TASK GOAL: Exactly reproduce the lines that follow.

********************

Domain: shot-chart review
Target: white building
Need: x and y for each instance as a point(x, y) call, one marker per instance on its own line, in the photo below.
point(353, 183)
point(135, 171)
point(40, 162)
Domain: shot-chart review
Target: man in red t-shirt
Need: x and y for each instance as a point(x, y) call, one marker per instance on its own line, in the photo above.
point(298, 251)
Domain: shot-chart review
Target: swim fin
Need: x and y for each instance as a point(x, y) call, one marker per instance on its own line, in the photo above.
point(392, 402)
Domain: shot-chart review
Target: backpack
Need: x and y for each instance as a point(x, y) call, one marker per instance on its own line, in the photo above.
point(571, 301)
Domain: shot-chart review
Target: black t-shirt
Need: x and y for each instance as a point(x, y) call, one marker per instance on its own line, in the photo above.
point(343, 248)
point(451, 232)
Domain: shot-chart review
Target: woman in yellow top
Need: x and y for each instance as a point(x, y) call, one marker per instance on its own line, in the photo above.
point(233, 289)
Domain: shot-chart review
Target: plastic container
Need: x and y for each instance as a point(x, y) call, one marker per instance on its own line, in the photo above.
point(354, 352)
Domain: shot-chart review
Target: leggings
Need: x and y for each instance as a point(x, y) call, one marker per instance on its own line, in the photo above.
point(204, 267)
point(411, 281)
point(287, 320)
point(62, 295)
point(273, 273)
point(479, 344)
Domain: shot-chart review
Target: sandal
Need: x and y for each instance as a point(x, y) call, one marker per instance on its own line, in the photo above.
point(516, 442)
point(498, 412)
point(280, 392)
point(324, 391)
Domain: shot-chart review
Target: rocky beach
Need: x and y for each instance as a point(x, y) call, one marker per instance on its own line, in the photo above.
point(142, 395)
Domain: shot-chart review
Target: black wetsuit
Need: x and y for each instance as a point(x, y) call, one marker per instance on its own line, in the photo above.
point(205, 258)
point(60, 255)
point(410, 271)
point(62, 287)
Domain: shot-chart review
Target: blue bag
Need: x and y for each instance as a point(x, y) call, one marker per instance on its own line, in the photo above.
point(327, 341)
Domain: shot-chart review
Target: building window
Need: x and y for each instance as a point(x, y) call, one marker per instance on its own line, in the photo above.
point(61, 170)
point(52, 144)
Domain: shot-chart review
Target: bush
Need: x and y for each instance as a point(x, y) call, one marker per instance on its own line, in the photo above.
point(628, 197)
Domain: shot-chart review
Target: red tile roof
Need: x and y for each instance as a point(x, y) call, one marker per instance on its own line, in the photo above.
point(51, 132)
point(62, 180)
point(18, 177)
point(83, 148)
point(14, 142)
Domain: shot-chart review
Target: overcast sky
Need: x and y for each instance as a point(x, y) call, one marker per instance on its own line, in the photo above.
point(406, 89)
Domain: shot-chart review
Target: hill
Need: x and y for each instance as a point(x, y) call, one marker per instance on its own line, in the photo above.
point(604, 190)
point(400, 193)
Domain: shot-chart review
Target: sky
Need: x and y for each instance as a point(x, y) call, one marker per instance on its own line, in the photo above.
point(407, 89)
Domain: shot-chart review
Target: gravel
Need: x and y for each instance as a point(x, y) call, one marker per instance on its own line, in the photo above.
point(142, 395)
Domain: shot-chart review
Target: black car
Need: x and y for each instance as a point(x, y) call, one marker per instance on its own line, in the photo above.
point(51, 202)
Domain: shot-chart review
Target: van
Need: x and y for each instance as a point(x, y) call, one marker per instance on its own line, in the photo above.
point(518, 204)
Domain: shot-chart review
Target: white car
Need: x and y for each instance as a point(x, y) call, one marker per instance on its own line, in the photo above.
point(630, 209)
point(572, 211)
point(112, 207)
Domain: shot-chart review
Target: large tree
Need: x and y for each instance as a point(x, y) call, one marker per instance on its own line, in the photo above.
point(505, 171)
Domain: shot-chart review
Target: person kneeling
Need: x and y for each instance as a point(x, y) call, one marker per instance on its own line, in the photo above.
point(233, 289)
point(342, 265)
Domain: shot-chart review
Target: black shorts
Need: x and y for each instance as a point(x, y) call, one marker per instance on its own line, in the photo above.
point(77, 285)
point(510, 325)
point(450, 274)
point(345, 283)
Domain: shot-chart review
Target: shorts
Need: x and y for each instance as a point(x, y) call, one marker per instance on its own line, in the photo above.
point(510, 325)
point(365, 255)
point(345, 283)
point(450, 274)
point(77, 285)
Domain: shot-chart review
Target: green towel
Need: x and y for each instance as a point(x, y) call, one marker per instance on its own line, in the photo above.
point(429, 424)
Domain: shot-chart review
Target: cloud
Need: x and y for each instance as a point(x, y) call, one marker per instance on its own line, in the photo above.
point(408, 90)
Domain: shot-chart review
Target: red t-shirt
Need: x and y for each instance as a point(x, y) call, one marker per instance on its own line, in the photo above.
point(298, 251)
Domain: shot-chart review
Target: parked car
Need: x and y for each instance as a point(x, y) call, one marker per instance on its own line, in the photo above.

********************

CORRECT OUTPUT:
Domain: shot-chart review
Target: white building
Need: x and y for each instance as a point(x, y) call, one marker per instance on its own line, in the photo below.
point(353, 183)
point(135, 171)
point(40, 162)
Domain: shot-chart review
Target: man in red t-shirt
Need: x and y for each instance as a point(x, y) call, one marker per instance on its own line, in the photo above.
point(298, 251)
Domain: shot-chart review
Target: swim fin
Need: x and y for each instance as a point(x, y) call, one marker per instance on its own line, in the photo above.
point(392, 402)
Domain: shot-chart review
Target: backpack
Need: x and y for each instance as a point(x, y) call, one marker per instance on its own line, in the photo above.
point(571, 301)
Domain: shot-chart review
Target: black t-shirt
Need: x and y for each instance as a point(x, y) call, one marker per instance on its own line, in the photo above.
point(343, 248)
point(451, 232)
Domain: shot-chart review
Target: woman in yellow top
Need: x and y for each instance as a point(x, y) call, one marker per instance on its own line, in the photo above.
point(233, 289)
Domain: shot-chart review
Target: plastic container
Need: x and y for each instance as a point(x, y) call, one marker per instance on its own line, in the photo above.
point(354, 352)
Domain: shot-chart review
Target: leggings
Need: x and y for each instance as a point(x, y) call, one marker per instance on its own line, in the photo above.
point(204, 267)
point(411, 281)
point(287, 320)
point(62, 295)
point(273, 273)
point(479, 344)
Domain: shot-chart review
Target: sandal
Need: x and y for each instance as a point(x, y) call, one marker per instance on its own line, in the photo above.
point(516, 442)
point(498, 412)
point(280, 392)
point(324, 391)
Domain: shot-chart review
Target: rocky beach
Need: x and y for each instance as a point(x, y) call, one marker per instance on its own line, in the photo above.
point(142, 395)
Domain: shot-chart review
Target: black wetsuit
Need: x and y for each instance as a point(x, y) call, one marker per instance on its own line, in the photo above.
point(205, 258)
point(60, 255)
point(410, 271)
point(62, 287)
Domain: shot-chart review
Target: blue bag
Need: x and y for each instance as a point(x, y) call, one marker per instance on its own line, in the photo above.
point(327, 341)
Domain: shot-chart review
Target: building window
Need: x and y for each instance as a point(x, y) call, one marker per instance on its own line, in the photo above.
point(61, 170)
point(52, 144)
Domain: shot-chart review
Target: bush
Need: x and y for each instance as a point(x, y) call, one marker per instance on its own line, in the photo above.
point(628, 197)
Domain: shot-chart review
Target: red tile roof
Need: x and y for each instance as a point(x, y) call, one marker per instance on its own line, in the photo above.
point(51, 132)
point(62, 180)
point(18, 177)
point(83, 148)
point(14, 142)
Domain: shot-chart review
Target: overcast sky
Need: x and y for each instance as a point(x, y) call, one marker per instance on its own line, in the photo above.
point(406, 89)
Domain: shot-chart review
Target: hill
Need: x and y for each instance as a point(x, y) call, one marker per instance on its own line, in the photo above.
point(604, 190)
point(400, 193)
Domain: shot-chart review
Target: sky
Need: x and y for each instance as a point(x, y) call, one marker per instance on its own line, in the photo above.
point(407, 89)
Domain: shot-chart review
Target: gravel
Need: x and y for each instance as a point(x, y) call, one marker per instance on its own line, in the photo above.
point(142, 395)
Domain: shot-chart review
Target: black car
Need: x and y for each instance as a point(x, y) call, one marker per instance on its own line, in the photo above.
point(51, 202)
Domain: shot-chart review
Target: van
Need: x and y for each instance as a point(x, y) call, one marker per instance on its own line, in the photo above.
point(518, 204)
Domain: shot-chart review
Target: white car
Need: x and y for each instance as a point(x, y) call, one marker per instance on its own line, in the photo above.
point(630, 209)
point(572, 211)
point(112, 207)
Domain: shot-chart review
Target: large tree
Need: x and y for each instance as a point(x, y) call, one marker per instance on its own line, in the photo above.
point(505, 171)
Domain: shot-chart review
Target: person kneeling
Need: x and y for each instance as a point(x, y) call, one marker per instance on its own line, in the photo above.
point(233, 289)
point(342, 265)
Domain: shot-chart review
Target: black shorts
Need: x and y for each instance as a point(x, y) call, one marker per instance on its own line, in the photo above.
point(77, 285)
point(510, 325)
point(450, 274)
point(345, 283)
Domain: shot-chart review
Target: shorts
Need: x and y for each instance as a point(x, y) call, one marker per instance on its own line, in the photo above.
point(510, 325)
point(365, 255)
point(345, 283)
point(450, 274)
point(77, 285)
Domain: shot-chart review
Target: green towel
Need: x and y for each instance as a point(x, y) call, one marker per instance on its own line, in the photo above.
point(429, 424)
Domain: shot-chart review
Target: cloud
Need: x and y for each instance as a point(x, y) call, one marker per instance on its own line, in the photo above.
point(408, 90)
Domain: shot-chart review
Target: red t-shirt
Need: x and y for each instance as a point(x, y) call, one marker per instance on its own line, in the photo above.
point(298, 251)
Domain: shot-chart review
Target: parked car
Need: x and y for each instance as a point(x, y) call, one marker per instance on its own line, in the photo above.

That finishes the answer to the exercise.